Provided information:

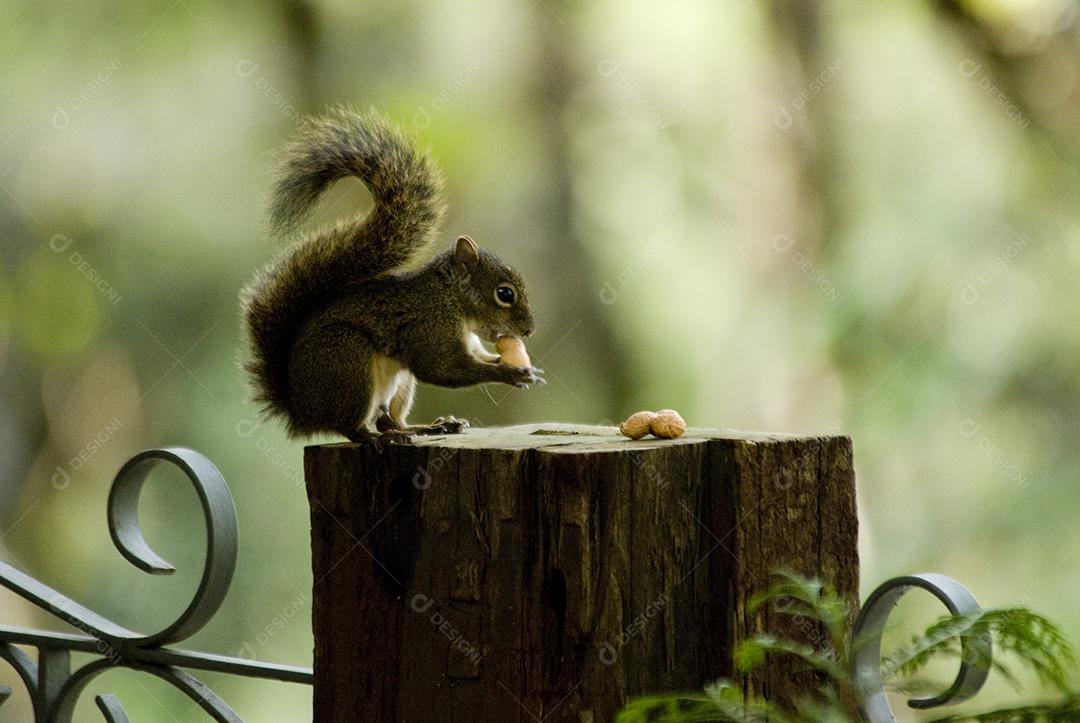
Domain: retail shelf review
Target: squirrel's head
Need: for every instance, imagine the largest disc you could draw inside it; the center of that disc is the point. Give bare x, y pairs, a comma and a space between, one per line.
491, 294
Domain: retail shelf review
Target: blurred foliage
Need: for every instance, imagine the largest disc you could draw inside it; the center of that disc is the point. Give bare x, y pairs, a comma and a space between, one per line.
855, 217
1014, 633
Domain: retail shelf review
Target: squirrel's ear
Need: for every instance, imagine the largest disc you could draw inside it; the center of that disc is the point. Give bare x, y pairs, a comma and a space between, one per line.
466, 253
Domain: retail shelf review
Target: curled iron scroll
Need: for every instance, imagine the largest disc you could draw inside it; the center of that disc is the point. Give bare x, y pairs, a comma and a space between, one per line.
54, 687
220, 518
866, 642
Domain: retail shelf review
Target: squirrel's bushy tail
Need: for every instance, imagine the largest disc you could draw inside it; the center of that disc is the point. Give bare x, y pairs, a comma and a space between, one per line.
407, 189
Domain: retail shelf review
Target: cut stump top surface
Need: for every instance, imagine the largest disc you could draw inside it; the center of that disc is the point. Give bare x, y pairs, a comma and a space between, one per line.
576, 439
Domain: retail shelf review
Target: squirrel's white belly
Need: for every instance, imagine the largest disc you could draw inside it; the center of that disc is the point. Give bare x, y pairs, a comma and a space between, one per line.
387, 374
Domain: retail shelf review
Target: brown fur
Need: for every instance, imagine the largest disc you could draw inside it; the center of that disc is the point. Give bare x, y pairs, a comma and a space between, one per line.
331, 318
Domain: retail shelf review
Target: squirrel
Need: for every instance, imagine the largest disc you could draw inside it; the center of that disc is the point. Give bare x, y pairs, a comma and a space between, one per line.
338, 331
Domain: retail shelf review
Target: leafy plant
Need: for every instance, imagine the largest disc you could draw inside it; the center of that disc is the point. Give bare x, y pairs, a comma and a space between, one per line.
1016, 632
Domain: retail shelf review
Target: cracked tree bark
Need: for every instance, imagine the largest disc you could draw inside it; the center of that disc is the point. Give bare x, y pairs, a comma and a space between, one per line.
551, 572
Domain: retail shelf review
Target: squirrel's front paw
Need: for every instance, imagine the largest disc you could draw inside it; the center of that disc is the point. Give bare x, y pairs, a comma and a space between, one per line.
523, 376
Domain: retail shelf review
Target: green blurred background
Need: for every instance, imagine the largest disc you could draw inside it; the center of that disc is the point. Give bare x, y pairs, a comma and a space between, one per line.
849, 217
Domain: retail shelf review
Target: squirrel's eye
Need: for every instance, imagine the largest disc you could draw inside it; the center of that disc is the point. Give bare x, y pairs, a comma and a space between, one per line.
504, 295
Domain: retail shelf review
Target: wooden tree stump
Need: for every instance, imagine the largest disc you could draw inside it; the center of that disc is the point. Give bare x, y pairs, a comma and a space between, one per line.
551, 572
---
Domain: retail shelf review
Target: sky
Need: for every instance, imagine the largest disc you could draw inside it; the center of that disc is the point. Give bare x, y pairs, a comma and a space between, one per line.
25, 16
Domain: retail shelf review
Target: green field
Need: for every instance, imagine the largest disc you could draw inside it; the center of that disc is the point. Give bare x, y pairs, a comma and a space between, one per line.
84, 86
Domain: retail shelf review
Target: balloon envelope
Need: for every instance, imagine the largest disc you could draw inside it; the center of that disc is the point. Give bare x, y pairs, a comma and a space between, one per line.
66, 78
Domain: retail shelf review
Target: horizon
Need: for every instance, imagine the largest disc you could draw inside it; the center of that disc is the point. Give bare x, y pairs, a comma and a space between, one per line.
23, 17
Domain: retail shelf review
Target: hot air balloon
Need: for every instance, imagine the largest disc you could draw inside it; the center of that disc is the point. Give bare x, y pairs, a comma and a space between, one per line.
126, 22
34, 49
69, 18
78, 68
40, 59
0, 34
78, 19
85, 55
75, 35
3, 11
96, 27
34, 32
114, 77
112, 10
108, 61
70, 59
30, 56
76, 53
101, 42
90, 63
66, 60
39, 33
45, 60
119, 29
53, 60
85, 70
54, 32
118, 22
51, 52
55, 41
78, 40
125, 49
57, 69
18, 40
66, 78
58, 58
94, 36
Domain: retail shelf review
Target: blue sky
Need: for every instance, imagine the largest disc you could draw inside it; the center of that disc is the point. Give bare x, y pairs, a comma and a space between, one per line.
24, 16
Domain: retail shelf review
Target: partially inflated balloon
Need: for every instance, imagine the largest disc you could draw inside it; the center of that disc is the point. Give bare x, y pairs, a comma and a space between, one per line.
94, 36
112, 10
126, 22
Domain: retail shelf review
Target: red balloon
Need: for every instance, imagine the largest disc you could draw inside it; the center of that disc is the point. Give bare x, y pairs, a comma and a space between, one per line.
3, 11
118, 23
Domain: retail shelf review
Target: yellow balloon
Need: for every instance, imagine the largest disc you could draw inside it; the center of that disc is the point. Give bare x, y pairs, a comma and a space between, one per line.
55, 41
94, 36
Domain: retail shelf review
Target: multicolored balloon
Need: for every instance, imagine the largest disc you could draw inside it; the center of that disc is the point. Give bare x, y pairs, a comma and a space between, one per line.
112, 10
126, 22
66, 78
--
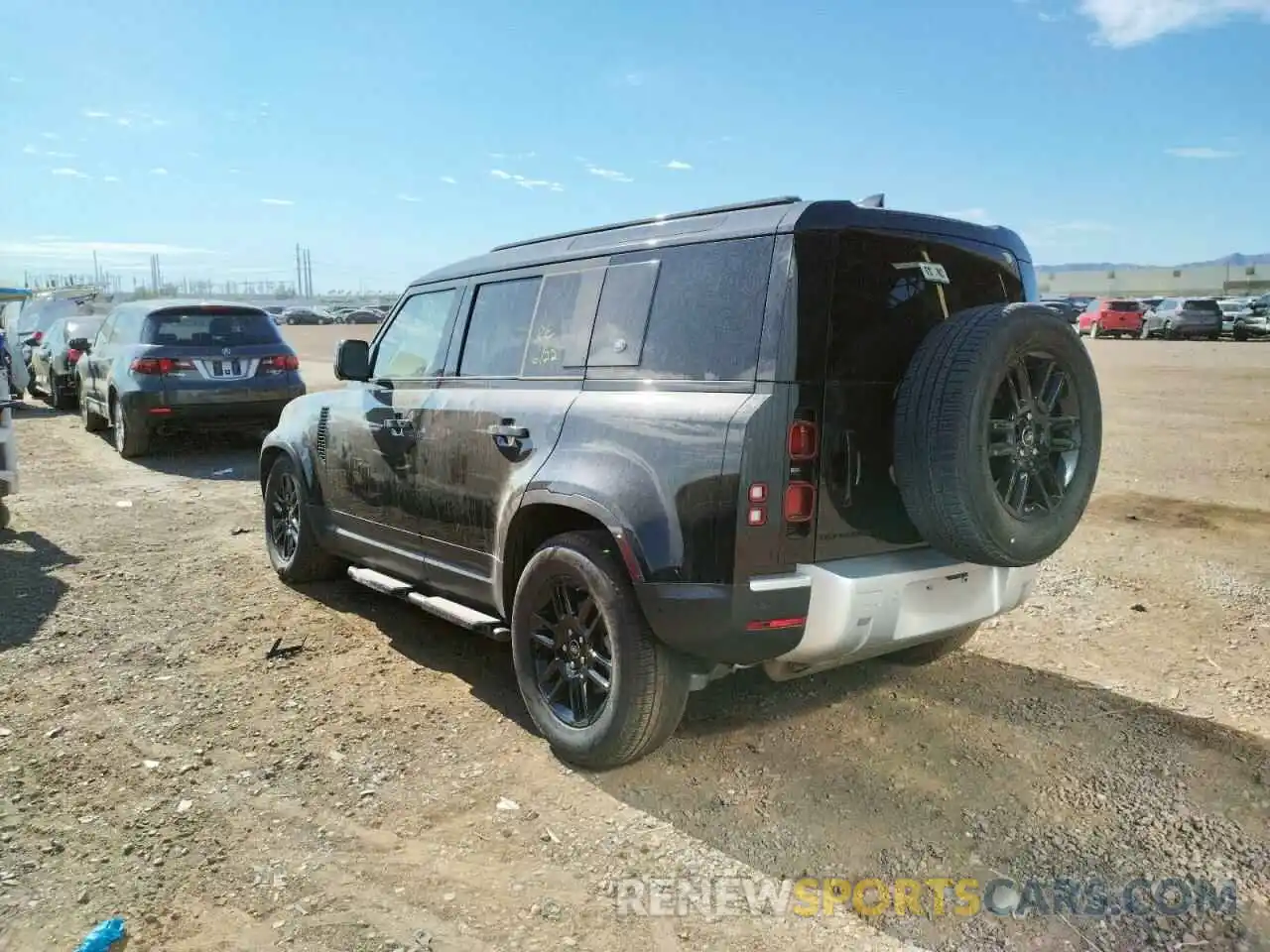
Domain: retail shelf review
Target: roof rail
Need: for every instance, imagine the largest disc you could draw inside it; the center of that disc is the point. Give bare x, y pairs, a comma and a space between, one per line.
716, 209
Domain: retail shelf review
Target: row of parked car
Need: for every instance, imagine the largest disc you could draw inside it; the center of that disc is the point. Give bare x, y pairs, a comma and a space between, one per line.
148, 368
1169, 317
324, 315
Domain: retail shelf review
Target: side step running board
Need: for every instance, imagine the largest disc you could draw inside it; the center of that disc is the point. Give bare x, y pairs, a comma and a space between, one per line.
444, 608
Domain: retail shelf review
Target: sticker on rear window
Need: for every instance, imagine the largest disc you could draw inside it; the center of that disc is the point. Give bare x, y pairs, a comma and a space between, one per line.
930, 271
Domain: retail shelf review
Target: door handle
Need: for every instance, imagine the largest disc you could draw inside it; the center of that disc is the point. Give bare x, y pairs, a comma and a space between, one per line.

Written instruction: How many lines of the items above contain the word "blurred"? Case counts, and the reply should be the number alone.

Response to the exercise: 2